Would you write out the entries below, every one of them, exactly?

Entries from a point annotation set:
+++
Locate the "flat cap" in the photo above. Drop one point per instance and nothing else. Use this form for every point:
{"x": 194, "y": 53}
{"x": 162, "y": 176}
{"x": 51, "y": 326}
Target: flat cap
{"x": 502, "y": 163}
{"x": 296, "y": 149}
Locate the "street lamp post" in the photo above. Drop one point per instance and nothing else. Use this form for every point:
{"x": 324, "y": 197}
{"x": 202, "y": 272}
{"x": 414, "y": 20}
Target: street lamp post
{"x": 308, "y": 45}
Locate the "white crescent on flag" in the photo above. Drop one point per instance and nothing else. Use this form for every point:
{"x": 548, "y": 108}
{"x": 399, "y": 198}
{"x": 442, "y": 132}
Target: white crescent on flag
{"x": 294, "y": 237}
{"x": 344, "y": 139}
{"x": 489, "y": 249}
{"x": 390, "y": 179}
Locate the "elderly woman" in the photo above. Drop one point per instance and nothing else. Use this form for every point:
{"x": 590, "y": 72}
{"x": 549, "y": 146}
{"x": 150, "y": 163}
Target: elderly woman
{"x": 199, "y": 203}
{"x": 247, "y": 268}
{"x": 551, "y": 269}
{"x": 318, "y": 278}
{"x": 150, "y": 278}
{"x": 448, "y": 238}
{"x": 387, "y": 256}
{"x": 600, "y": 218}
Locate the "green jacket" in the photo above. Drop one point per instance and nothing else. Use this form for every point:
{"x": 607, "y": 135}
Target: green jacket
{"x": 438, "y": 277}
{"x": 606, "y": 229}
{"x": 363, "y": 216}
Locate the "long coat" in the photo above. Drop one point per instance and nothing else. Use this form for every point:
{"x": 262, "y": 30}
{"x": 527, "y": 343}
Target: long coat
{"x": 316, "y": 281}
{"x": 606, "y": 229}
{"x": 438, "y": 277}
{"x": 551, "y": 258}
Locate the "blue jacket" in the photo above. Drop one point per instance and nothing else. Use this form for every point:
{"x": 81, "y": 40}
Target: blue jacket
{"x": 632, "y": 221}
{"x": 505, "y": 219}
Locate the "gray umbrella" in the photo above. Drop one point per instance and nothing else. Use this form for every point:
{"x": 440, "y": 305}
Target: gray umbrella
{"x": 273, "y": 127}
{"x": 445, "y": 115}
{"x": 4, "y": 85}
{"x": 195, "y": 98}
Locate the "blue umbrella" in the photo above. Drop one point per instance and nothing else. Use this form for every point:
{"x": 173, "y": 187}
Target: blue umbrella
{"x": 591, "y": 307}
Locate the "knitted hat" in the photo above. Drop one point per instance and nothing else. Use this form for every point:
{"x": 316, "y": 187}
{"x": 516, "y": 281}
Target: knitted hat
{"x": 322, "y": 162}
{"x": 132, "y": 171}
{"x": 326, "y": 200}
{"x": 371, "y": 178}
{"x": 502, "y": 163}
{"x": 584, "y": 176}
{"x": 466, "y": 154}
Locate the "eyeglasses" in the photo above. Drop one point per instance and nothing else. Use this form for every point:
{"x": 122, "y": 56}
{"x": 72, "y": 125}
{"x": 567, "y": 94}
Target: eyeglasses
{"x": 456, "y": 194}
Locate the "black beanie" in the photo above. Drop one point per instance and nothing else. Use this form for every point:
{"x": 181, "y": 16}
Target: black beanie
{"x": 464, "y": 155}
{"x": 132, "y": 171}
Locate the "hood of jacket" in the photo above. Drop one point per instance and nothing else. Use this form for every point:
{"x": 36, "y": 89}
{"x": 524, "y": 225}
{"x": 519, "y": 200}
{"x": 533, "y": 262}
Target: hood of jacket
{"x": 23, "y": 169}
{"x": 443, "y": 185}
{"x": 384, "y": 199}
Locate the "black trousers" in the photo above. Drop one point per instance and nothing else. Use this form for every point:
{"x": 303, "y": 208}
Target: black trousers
+++
■ Exercise result ■
Locate the "flat cap" in the photo above. Drop one point per instance and nothing else. Use this form for every point:
{"x": 194, "y": 53}
{"x": 162, "y": 176}
{"x": 51, "y": 326}
Target: flat cap
{"x": 502, "y": 163}
{"x": 296, "y": 149}
Locate the "street lamp post" in the photo above. Drop one point per instance and nothing else. Use this form for every point:
{"x": 324, "y": 197}
{"x": 202, "y": 272}
{"x": 414, "y": 20}
Target: street lamp post
{"x": 308, "y": 45}
Locate the "white crescent on flag" in the photo above. Drop one point per instance and nothing else. Use this form for every point:
{"x": 548, "y": 108}
{"x": 399, "y": 198}
{"x": 442, "y": 132}
Target: white crescent on flag
{"x": 294, "y": 237}
{"x": 344, "y": 139}
{"x": 489, "y": 249}
{"x": 390, "y": 179}
Locate the "elderly woman" in the photo above. Drop one point per instance and nothing else. Use this form for every point:
{"x": 590, "y": 72}
{"x": 549, "y": 146}
{"x": 150, "y": 163}
Target: elderly woman
{"x": 199, "y": 203}
{"x": 247, "y": 268}
{"x": 551, "y": 269}
{"x": 318, "y": 278}
{"x": 150, "y": 278}
{"x": 448, "y": 238}
{"x": 387, "y": 256}
{"x": 600, "y": 218}
Locate the "green jacket" in the photo above. Drop one point per instance and nothing else. Use this form for every point:
{"x": 607, "y": 135}
Target: green jacket
{"x": 438, "y": 277}
{"x": 606, "y": 229}
{"x": 363, "y": 216}
Locate the "long coat" in the photo above. Drop one point per instance and nothing else. Use this form for every point:
{"x": 262, "y": 30}
{"x": 527, "y": 343}
Target: long coat
{"x": 316, "y": 281}
{"x": 606, "y": 229}
{"x": 438, "y": 277}
{"x": 551, "y": 258}
Locate the "blue jacket" in the photo above. Drop one point per instance and nothing else. Use this form for every point:
{"x": 81, "y": 40}
Target: blue jacket
{"x": 632, "y": 221}
{"x": 505, "y": 219}
Locate the "gray umbrella" in the photo above. Drop one point per instance and nothing else. Use this form for every point:
{"x": 440, "y": 305}
Target: gray umbrella
{"x": 273, "y": 127}
{"x": 445, "y": 115}
{"x": 4, "y": 85}
{"x": 195, "y": 98}
Locate the "blue umbrella" in the photo above. Drop one point per instance and nothing else. Use this form for every point:
{"x": 173, "y": 187}
Target: blue umbrella
{"x": 591, "y": 307}
Locate the "knitted hat" in the photo above. Drop one point per instance and nothing else. Use this form for every point:
{"x": 316, "y": 187}
{"x": 516, "y": 281}
Target: knitted hat
{"x": 322, "y": 162}
{"x": 132, "y": 171}
{"x": 326, "y": 200}
{"x": 371, "y": 178}
{"x": 502, "y": 163}
{"x": 584, "y": 176}
{"x": 466, "y": 154}
Locate the "eyeglasses" in the photo above. Drop one point per instance and nothing else. Use this form for every point:
{"x": 122, "y": 56}
{"x": 72, "y": 125}
{"x": 567, "y": 94}
Target: eyeglasses
{"x": 456, "y": 194}
Locate the "black beanie" in the photo above. Drop one point per instance and nothing else. Use this form for every point:
{"x": 181, "y": 16}
Target: black beanie
{"x": 464, "y": 155}
{"x": 132, "y": 171}
Locate the "hood of jacket" in the photo above. Drop one point per instance and nothing else. Use this form for every point:
{"x": 36, "y": 89}
{"x": 524, "y": 225}
{"x": 519, "y": 200}
{"x": 533, "y": 262}
Target: hood of jacket
{"x": 23, "y": 169}
{"x": 443, "y": 185}
{"x": 384, "y": 199}
Locate the "black trousers" in the photo above. Drop one point per instance and nothing else. Use this form for every point:
{"x": 303, "y": 208}
Target: black trousers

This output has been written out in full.